Instruction 1 -
Reproduce the passage on January inflation projections word for word, from its first line to its last.

Supplied passage -
▬▬▬▬▬▬
Early projections place the headline figure within the 15.15%–16.25% range, reflecting a delicate balance between post-holiday easing in staple food prices and persistent pressures from fuel costs, seasonal supply adjustments, and import-linked goods.
While improving exchange rate stability and moderating food prices may support a steady print, underlying structural cost drivers could push the rate marginally higher.
Analysts note that January’s outcome will provide an important early signal for first-quarter monetary policy decisions, even as evolving liquidity conditions and supply-side dynamics continue to shape the inflation trajectory.
MD/CEO Arthur Steven Asset Management Ltd, Mr Olatunde Amolegbe
Amolegbe offers a more muted outlook, forecasting that inflation in January will be fairly stable or rise slightly, within 15.15% to 16.25%. In his words, “On inflation we see either the rate coming in flat of a slight upward nudge.”
He cites stable post-holiday food and energy prices, improved exchange rate conditions, and growing reserves as reasons for a contained inflation environment.
▬▬▬▬▬▬
Records shown -

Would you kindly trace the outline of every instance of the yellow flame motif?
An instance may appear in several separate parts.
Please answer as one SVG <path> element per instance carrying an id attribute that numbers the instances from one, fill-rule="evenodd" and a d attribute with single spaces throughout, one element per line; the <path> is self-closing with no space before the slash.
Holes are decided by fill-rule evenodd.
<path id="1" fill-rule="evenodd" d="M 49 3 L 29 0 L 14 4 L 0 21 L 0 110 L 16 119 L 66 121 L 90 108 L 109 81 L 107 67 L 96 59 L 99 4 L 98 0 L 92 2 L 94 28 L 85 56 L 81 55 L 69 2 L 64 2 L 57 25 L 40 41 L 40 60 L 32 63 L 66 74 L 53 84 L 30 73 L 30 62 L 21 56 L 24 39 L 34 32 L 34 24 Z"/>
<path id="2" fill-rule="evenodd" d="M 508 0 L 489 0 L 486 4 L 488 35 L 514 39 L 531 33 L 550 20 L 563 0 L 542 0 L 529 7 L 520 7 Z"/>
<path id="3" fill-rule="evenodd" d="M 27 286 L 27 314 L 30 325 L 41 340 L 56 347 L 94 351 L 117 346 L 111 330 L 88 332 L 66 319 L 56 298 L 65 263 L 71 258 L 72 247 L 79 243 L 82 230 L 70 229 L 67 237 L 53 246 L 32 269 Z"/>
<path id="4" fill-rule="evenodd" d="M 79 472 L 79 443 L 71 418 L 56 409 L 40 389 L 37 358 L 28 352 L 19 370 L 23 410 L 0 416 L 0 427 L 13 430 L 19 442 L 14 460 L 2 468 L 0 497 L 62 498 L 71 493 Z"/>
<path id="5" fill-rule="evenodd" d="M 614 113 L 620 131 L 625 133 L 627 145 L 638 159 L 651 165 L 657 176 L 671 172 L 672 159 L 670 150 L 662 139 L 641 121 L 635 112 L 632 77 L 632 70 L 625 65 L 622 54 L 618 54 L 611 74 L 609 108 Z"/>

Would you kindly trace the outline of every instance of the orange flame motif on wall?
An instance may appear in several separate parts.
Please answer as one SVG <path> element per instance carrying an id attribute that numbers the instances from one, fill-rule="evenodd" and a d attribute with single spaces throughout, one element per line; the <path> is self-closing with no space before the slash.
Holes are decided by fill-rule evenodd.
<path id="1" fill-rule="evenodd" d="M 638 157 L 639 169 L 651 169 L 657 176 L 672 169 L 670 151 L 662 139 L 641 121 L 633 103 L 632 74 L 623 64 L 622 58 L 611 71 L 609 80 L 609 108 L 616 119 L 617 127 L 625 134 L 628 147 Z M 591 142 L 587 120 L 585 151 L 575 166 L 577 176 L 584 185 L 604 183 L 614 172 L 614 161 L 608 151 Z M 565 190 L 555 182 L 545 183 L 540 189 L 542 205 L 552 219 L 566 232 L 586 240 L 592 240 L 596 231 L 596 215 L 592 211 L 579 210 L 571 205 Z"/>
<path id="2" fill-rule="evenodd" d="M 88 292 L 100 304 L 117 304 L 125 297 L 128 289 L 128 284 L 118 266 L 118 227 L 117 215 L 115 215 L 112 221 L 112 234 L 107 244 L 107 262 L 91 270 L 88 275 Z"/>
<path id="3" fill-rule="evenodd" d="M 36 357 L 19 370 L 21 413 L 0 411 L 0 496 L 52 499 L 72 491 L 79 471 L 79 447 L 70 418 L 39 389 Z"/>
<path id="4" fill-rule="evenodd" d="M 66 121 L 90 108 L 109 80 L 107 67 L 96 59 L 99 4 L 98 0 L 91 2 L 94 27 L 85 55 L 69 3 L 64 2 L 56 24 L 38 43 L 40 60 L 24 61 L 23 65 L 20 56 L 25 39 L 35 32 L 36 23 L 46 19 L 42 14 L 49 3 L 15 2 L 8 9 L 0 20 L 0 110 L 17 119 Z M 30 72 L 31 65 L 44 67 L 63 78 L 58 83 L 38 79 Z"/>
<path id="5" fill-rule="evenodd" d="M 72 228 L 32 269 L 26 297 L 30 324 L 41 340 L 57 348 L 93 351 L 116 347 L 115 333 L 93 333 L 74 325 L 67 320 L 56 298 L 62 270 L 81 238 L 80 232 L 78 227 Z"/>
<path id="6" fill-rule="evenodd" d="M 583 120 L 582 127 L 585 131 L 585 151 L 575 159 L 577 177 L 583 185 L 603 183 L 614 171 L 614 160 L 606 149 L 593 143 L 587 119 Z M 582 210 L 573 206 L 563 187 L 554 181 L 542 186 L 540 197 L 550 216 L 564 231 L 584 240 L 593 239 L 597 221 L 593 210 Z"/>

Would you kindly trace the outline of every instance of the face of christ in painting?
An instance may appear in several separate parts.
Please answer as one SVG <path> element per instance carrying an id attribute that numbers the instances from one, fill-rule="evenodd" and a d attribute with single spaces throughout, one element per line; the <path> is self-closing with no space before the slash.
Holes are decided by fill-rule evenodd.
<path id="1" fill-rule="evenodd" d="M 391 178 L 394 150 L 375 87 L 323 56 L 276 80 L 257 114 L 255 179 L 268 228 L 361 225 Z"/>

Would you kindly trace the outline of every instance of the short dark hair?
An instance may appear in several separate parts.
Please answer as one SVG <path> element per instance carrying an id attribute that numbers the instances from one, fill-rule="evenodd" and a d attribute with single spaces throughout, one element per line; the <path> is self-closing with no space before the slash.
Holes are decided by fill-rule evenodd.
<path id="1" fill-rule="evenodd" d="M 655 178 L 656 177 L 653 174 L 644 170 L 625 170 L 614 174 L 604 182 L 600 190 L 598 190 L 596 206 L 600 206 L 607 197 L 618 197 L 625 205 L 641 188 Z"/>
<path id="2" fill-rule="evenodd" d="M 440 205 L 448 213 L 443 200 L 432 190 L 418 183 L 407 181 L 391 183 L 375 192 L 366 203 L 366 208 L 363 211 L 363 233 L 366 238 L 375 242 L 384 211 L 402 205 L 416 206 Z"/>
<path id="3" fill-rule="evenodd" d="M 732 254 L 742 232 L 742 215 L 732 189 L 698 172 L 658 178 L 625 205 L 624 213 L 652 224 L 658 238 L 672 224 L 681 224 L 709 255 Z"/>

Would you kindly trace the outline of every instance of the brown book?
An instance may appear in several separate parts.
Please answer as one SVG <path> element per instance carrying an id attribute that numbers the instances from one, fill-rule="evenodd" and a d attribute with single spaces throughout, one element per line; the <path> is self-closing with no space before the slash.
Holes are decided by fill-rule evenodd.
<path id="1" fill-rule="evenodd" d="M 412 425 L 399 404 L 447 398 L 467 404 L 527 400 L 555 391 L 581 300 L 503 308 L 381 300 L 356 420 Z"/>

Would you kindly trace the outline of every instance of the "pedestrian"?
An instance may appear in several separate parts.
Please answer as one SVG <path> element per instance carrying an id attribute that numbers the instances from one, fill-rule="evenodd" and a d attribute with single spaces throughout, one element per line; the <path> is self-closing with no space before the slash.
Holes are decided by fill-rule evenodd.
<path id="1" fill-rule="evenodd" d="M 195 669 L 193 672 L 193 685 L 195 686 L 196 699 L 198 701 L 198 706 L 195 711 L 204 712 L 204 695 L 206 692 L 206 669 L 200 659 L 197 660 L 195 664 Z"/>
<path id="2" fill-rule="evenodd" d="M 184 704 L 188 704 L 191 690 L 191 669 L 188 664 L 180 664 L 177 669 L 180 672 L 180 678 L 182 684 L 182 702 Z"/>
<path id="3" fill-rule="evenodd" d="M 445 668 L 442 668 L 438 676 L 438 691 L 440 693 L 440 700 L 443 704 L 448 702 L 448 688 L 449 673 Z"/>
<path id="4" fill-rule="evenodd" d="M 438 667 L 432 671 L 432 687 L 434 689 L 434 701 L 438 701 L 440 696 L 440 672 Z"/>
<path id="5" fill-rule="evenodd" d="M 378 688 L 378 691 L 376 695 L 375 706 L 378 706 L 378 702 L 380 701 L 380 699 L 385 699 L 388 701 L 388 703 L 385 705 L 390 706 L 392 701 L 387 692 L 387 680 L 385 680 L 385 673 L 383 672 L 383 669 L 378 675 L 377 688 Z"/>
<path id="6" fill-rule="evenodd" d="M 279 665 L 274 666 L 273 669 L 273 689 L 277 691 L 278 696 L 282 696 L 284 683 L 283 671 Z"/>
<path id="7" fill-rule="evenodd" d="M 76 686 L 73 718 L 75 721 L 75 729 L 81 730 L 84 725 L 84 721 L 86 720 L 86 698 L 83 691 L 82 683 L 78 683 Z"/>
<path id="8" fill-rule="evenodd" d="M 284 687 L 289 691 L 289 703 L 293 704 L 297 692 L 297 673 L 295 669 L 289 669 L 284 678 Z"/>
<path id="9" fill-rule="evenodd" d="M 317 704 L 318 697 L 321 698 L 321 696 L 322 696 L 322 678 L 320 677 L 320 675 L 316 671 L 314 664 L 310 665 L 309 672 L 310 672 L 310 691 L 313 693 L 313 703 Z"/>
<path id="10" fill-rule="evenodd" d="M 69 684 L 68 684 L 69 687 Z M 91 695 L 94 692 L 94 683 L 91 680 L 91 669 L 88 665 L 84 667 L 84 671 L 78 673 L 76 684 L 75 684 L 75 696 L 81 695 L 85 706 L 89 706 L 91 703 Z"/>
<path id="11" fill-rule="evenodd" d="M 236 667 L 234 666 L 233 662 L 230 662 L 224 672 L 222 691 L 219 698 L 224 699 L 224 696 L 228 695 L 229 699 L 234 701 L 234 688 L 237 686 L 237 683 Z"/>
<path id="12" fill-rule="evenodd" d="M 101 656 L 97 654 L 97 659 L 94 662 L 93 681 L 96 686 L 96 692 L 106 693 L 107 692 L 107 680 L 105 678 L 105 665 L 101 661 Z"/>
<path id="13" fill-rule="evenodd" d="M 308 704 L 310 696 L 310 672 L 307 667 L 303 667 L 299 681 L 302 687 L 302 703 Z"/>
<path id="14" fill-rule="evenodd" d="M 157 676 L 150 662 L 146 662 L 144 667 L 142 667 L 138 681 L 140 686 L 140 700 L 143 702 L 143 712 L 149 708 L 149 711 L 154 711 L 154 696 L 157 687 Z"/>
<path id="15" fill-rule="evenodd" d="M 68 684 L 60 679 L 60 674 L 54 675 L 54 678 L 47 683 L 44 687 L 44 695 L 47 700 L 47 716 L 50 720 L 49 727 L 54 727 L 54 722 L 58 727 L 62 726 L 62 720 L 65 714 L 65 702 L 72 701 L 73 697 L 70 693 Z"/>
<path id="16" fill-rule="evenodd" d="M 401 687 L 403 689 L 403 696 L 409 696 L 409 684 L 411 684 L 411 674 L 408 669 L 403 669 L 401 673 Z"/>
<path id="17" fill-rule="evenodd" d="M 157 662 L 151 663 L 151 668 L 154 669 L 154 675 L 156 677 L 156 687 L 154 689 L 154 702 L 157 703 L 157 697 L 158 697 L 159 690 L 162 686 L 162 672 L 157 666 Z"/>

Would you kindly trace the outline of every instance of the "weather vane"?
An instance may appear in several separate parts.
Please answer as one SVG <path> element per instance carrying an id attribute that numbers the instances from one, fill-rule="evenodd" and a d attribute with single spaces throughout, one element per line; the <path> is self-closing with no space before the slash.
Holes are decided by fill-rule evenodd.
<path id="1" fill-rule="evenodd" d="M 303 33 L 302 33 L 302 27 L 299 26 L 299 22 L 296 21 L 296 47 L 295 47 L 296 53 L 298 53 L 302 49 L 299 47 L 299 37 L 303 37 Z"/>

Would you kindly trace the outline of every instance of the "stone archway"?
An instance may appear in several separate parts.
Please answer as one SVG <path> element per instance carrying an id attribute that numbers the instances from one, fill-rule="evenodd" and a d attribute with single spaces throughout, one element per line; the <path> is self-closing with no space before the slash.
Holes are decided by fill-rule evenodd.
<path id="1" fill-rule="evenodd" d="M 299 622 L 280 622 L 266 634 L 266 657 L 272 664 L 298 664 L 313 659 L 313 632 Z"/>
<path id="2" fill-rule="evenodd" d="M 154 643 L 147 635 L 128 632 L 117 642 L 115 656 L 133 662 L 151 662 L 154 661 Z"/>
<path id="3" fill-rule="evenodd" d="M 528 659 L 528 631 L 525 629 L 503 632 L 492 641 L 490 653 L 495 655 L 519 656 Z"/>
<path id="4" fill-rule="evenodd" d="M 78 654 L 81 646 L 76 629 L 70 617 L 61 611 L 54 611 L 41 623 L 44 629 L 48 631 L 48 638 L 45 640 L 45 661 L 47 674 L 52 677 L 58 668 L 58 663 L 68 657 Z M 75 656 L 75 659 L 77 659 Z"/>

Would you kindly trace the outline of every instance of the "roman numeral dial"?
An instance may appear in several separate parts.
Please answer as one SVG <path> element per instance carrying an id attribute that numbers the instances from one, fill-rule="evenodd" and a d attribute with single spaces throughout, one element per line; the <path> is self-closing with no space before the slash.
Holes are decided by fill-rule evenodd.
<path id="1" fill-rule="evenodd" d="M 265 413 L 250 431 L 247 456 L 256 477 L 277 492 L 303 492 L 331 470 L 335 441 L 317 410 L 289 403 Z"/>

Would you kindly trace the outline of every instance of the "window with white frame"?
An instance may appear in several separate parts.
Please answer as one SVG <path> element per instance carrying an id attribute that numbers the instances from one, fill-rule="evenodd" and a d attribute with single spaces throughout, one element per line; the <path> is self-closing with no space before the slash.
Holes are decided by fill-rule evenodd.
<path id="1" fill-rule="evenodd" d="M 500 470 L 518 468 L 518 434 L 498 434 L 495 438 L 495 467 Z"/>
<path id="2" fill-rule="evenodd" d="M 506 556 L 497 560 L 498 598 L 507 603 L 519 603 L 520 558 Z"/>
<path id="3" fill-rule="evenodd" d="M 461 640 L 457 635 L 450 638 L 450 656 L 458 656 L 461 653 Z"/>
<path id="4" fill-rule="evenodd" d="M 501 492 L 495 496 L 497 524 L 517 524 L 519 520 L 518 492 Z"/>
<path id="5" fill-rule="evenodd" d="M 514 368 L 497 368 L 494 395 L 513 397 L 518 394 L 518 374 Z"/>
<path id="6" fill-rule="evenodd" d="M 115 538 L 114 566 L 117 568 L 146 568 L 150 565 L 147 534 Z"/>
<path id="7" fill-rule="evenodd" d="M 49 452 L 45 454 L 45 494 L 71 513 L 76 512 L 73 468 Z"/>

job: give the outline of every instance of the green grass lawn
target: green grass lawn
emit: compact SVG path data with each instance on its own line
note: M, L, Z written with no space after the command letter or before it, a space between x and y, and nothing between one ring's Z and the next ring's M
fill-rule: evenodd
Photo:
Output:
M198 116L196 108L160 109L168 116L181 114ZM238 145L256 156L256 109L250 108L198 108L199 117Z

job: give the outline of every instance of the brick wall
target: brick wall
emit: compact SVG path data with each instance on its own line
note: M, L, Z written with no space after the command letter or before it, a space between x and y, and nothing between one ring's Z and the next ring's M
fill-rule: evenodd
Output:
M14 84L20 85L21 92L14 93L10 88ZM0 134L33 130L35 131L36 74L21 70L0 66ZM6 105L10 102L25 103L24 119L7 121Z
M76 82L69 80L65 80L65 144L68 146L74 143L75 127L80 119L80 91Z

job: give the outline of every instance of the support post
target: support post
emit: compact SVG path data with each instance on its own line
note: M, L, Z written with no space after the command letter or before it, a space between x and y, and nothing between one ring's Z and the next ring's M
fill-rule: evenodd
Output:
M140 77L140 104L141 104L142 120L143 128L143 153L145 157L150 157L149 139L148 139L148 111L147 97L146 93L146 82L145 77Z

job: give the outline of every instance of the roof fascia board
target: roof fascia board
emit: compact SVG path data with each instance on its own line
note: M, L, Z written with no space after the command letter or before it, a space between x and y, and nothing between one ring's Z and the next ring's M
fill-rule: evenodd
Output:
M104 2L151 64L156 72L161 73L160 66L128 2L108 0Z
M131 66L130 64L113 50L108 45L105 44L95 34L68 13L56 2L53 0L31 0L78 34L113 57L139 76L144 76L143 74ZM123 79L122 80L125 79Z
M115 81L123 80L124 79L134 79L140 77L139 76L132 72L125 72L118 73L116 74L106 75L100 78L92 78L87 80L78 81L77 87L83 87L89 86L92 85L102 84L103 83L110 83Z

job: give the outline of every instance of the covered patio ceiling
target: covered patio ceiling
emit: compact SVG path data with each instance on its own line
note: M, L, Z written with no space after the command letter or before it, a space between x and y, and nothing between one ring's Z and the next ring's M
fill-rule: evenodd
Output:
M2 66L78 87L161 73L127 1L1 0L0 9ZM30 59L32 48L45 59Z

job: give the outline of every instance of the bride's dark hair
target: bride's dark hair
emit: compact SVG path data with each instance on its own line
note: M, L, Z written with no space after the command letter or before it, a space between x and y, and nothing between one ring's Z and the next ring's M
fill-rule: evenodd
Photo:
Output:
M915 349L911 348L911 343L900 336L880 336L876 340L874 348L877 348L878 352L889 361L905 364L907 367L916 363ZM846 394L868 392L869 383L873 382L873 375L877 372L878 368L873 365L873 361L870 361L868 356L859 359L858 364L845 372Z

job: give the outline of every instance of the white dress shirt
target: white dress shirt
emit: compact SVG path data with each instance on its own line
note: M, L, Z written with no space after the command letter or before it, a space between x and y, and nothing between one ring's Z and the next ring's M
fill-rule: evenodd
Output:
▬▬▬▬▬▬
Instruction 2 -
Turn the stretch of the records from the line containing "job: give the outline of every instance of the brick" through the line containing "M14 84L20 85L21", both included, into a JSON list of strings with one string per line and blank lines left out, and give only that list.

Written response 1 -
Early projections place the headline figure within the 15.15%–16.25% range, reflecting a delicate balance between post-holiday easing in staple food prices and persistent pressures from fuel costs, seasonal supply adjustments, and import-linked goods.
While improving exchange rate stability and moderating food prices may support a steady print, underlying structural cost drivers could push the rate marginally higher.
Analysts note that January’s outcome will provide an important early signal for first-quarter monetary policy decisions, even as evolving liquidity conditions and supply-side dynamics continue to shape the inflation trajectory.
MD/CEO Arthur Steven Asset Management Ltd, Mr Olatunde Amolegbe
Amolegbe offers a more muted outlook, forecasting that inflation in January will be fairly stable or rise slightly, within 15.15% to 16.25%. In his words, “On inflation we see either the rate coming in flat of a slight upward nudge.”
He cites stable post-holiday food and energy prices, improved exchange rate conditions, and growing reserves as reasons for a contained inflation environment.

Written response 2 -
[
  "job: give the outline of every instance of the brick wall",
  "target: brick wall",
  "emit: compact SVG path data with each instance on its own line",
  "note: M, L, Z written with no space after the command letter or before it, a space between x and y, and nothing between one ring's Z and the next ring's M",
  "fill-rule: evenodd",
  "Output:",
  "M14 84L20 85L21 92L14 93L10 88ZM0 134L33 130L35 131L36 74L21 70L0 66ZM6 105L10 102L25 103L24 119L7 121Z"
]